**INFORMATION GIVEN:**

——

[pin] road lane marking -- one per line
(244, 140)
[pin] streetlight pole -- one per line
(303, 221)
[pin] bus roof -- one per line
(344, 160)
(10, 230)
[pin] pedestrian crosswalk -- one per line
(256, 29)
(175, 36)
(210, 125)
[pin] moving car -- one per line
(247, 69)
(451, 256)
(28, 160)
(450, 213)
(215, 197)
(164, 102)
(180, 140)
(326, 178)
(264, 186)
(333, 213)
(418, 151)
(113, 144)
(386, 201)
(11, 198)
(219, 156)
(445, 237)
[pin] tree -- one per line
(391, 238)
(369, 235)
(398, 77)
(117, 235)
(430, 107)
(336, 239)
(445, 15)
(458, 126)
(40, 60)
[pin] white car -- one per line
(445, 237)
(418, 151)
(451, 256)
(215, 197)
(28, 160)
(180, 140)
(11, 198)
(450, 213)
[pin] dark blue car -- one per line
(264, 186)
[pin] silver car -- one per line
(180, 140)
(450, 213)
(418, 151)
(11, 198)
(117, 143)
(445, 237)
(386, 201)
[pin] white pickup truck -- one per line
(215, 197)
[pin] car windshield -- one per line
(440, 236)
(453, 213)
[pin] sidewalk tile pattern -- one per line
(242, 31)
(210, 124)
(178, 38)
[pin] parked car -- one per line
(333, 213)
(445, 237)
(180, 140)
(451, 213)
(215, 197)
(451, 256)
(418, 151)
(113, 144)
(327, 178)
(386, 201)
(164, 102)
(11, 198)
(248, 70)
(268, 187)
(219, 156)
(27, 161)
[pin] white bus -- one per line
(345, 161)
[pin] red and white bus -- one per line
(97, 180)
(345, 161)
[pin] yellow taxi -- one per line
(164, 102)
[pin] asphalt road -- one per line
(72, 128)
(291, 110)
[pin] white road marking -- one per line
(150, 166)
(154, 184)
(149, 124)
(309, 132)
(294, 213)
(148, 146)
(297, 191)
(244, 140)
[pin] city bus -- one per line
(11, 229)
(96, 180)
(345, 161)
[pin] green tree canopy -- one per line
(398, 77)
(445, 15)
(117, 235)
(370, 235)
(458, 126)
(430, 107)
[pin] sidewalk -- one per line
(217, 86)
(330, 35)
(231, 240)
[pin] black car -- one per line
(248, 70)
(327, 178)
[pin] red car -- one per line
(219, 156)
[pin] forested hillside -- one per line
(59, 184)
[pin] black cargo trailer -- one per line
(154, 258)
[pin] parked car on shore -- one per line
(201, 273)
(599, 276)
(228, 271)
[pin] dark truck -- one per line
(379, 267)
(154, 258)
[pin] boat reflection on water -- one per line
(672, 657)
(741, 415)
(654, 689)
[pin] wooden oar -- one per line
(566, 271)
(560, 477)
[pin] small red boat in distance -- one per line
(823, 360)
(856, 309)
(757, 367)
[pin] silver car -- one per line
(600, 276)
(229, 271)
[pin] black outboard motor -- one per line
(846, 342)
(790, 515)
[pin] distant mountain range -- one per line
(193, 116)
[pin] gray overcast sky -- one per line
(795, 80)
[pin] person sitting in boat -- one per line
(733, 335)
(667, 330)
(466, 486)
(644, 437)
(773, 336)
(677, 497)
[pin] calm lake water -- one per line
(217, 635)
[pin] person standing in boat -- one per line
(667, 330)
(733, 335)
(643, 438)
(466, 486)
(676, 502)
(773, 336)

——

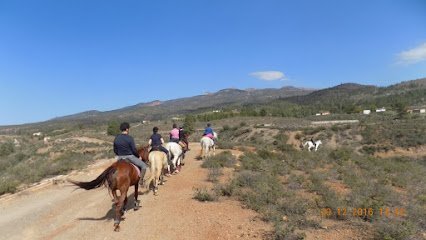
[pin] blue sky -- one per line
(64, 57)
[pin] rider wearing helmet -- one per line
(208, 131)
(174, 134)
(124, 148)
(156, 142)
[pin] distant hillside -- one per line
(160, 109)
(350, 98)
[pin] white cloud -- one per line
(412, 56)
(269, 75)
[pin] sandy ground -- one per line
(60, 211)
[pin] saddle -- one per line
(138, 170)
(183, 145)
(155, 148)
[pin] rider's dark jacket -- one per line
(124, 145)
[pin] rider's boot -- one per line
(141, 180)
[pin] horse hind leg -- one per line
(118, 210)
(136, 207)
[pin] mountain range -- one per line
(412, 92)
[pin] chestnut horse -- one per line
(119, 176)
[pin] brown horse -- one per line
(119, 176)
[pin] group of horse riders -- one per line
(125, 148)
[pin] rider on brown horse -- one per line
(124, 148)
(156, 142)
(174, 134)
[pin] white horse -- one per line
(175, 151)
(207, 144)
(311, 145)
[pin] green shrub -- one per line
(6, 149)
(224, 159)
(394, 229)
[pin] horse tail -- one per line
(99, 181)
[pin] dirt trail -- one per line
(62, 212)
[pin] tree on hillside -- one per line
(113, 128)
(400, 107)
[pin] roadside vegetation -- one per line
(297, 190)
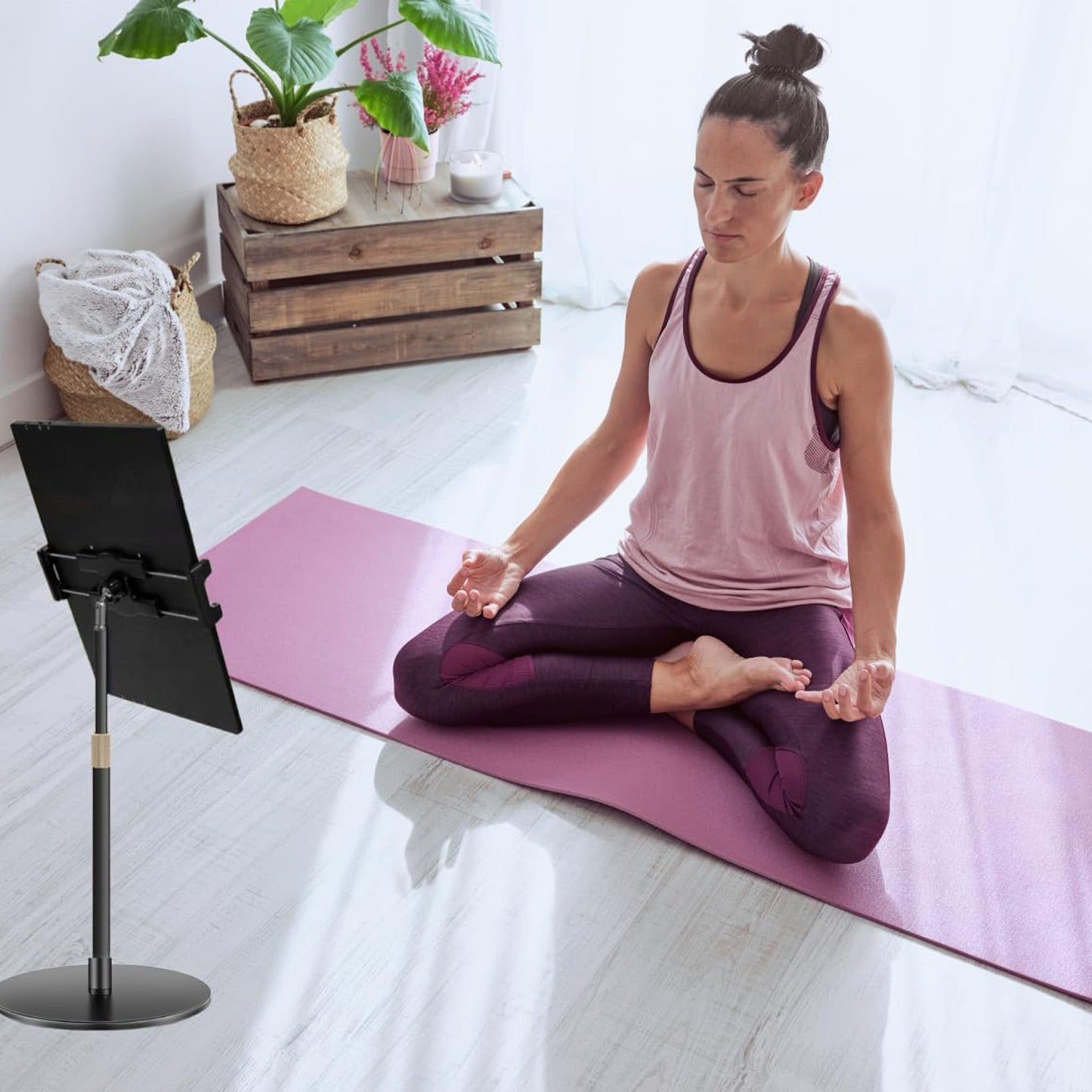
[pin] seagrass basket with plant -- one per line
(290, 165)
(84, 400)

——

**TASK:** Find each line in the material that contains the word "person" and copy those lines out. Only matches with the same capitalization count.

**ANSWER TO THIS EXERCISE:**
[pin] person sitting in boat -- one per line
[pin] person standing in boat -- one per line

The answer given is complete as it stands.